[Page]

A unanimous decision (UD) is a winning criterion in several full-contact combat sports, such as boxing, kickboxing, Muay Thai, mixed martial arts and other sports involving striking and submission in which all three judges agree on which fighter won the match.

In boxing, each of the three judges keep score (round by round) of which fighter they feel is winning (and losing). This only includes landed blows to the head or the body. In MMA, judges look for different criteria such as kicks, take downs, punches, knees, elbows, cage control, submission attempts and aggression. A decision is not required to be unanimous for a boxer or mixed martial artist to be given a victory. In modern era of Olympic boxing, UD is utilized more often than other outcomes including stoppages. Unanimous decision should not be confused with a majority decision or split decision.

[Items]
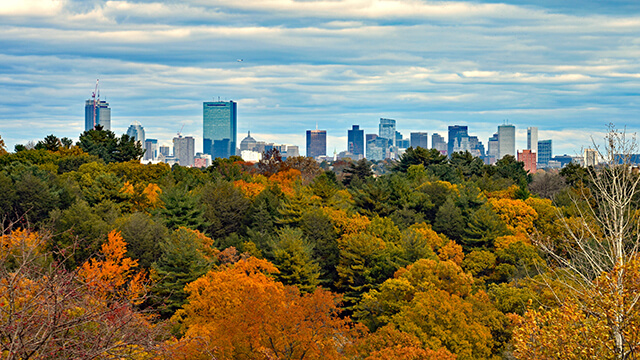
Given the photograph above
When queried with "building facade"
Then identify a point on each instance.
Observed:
(103, 115)
(458, 139)
(532, 140)
(419, 139)
(316, 143)
(528, 157)
(184, 150)
(355, 141)
(506, 141)
(219, 128)
(136, 131)
(545, 151)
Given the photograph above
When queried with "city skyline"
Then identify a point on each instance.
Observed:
(568, 68)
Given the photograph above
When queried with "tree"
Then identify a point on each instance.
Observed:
(240, 312)
(597, 270)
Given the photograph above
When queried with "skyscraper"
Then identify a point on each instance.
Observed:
(219, 128)
(545, 151)
(103, 114)
(419, 140)
(458, 138)
(532, 140)
(184, 150)
(316, 143)
(506, 140)
(136, 131)
(438, 143)
(151, 149)
(355, 141)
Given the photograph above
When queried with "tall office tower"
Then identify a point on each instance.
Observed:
(506, 141)
(219, 128)
(532, 140)
(438, 143)
(150, 149)
(528, 157)
(492, 147)
(544, 153)
(165, 150)
(184, 150)
(103, 114)
(387, 130)
(136, 131)
(355, 141)
(419, 140)
(316, 143)
(590, 157)
(456, 135)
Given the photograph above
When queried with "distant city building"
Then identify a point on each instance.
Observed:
(590, 157)
(316, 143)
(563, 159)
(184, 150)
(136, 131)
(544, 153)
(219, 123)
(458, 139)
(355, 141)
(506, 140)
(532, 139)
(438, 143)
(419, 139)
(103, 115)
(165, 150)
(150, 149)
(248, 143)
(529, 159)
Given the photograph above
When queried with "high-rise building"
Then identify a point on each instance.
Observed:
(219, 128)
(316, 143)
(419, 140)
(103, 115)
(506, 141)
(590, 157)
(355, 141)
(458, 139)
(529, 159)
(545, 151)
(151, 149)
(532, 140)
(136, 131)
(387, 130)
(184, 150)
(438, 143)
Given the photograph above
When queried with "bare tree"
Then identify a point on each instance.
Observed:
(596, 262)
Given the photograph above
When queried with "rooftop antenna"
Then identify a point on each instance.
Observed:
(95, 104)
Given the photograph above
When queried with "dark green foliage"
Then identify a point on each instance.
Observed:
(224, 208)
(105, 145)
(449, 220)
(292, 255)
(360, 170)
(143, 236)
(183, 260)
(181, 208)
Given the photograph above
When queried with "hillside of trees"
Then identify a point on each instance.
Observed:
(427, 257)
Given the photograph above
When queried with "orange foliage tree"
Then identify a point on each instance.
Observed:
(239, 311)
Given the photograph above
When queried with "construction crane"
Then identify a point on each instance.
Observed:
(95, 102)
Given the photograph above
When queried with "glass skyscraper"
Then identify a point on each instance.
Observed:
(103, 115)
(220, 126)
(355, 140)
(316, 143)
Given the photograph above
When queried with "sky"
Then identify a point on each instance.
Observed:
(567, 67)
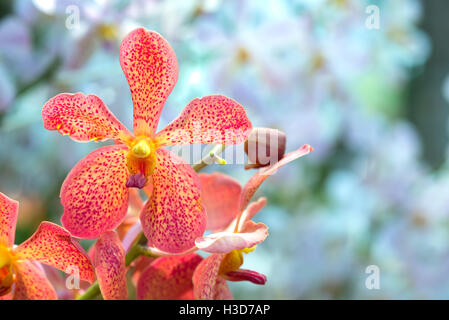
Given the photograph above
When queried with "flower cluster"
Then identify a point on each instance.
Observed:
(101, 199)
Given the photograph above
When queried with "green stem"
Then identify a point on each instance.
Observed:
(216, 151)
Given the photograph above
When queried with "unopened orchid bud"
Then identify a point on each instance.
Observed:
(264, 147)
(137, 180)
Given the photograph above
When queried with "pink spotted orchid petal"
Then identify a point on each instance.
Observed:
(168, 278)
(220, 197)
(94, 194)
(150, 66)
(31, 283)
(246, 275)
(53, 245)
(83, 118)
(110, 267)
(8, 220)
(256, 180)
(205, 278)
(223, 242)
(212, 119)
(173, 217)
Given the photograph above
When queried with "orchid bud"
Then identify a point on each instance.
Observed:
(137, 180)
(264, 147)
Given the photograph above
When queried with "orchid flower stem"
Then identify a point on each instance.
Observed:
(91, 293)
(138, 249)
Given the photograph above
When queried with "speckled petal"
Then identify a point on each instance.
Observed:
(168, 278)
(251, 210)
(31, 283)
(205, 277)
(212, 119)
(83, 118)
(110, 267)
(53, 245)
(223, 242)
(94, 194)
(246, 275)
(8, 220)
(220, 197)
(150, 66)
(256, 180)
(173, 217)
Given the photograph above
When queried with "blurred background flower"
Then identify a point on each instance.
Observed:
(372, 102)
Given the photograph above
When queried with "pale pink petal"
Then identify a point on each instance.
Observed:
(94, 194)
(212, 119)
(150, 66)
(8, 220)
(168, 278)
(223, 242)
(173, 217)
(53, 245)
(206, 276)
(83, 118)
(220, 197)
(31, 283)
(246, 275)
(256, 180)
(222, 291)
(110, 267)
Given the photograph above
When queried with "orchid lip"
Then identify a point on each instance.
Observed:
(246, 275)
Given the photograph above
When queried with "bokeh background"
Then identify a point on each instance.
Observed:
(372, 102)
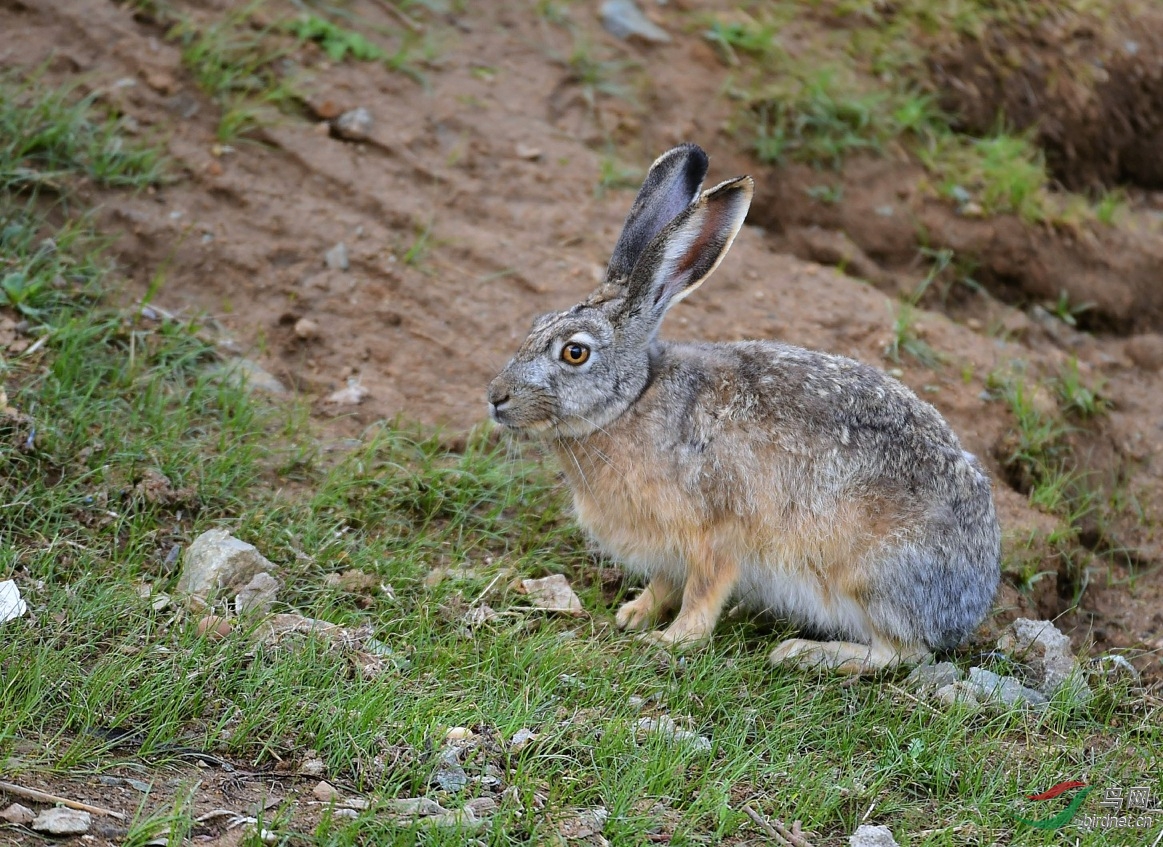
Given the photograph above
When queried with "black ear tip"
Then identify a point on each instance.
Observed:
(696, 164)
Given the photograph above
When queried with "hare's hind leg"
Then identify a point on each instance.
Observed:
(657, 598)
(844, 656)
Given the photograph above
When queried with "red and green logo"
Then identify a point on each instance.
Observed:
(1067, 815)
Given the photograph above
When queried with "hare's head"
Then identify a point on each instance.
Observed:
(579, 369)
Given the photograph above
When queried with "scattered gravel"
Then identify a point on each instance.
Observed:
(666, 728)
(336, 258)
(868, 835)
(354, 125)
(625, 20)
(219, 564)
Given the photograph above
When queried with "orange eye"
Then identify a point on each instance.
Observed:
(575, 354)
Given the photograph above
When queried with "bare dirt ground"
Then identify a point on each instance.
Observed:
(473, 206)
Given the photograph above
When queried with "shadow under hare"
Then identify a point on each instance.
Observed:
(791, 482)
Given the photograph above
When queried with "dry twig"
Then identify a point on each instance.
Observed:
(777, 830)
(31, 794)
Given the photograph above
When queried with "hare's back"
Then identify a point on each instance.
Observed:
(805, 403)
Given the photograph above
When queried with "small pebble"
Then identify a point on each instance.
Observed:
(63, 821)
(354, 125)
(306, 329)
(336, 258)
(19, 815)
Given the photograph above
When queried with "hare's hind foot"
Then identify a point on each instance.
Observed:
(844, 656)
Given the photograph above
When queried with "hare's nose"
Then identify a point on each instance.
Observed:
(498, 398)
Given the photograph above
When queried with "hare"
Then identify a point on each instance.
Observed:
(786, 481)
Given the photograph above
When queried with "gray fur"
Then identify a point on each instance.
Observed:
(761, 438)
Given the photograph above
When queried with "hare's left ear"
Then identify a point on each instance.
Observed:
(671, 185)
(685, 254)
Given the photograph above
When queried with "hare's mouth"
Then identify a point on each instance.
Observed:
(505, 418)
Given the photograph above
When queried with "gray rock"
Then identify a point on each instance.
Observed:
(868, 835)
(336, 258)
(459, 819)
(258, 595)
(12, 605)
(987, 685)
(415, 806)
(249, 375)
(929, 676)
(666, 728)
(625, 20)
(63, 821)
(354, 125)
(482, 806)
(1115, 668)
(449, 775)
(19, 815)
(216, 563)
(1046, 652)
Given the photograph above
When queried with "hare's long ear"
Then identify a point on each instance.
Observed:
(670, 186)
(684, 254)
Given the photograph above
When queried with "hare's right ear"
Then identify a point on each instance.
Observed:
(671, 185)
(684, 254)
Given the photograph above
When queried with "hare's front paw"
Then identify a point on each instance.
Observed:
(684, 632)
(636, 614)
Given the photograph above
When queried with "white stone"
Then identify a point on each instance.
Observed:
(218, 563)
(63, 821)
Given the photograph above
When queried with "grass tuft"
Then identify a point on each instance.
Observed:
(50, 139)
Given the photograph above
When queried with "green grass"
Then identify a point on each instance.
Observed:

[Aim of the exercise] Decide whether each statement agrees with the text on unanimous decisions, answering yes or no and quoting the deciding words. 1. Boxing judges score only landed blows to the head or the body. 2. A boxer must win by unanimous decision to be given a victory. 3. Cage control is one of the criteria MMA judges look for.

[Expected output]
1. Yes: "This only includes landed blows to the head or the body."
2. No: "A decision is not required to be unanimous for a boxer or mixed martial artist to be given a victory."
3. Yes: "judges look for different criteria such as kicks, take downs, punches, knees, elbows, cage control, submission attempts and aggression"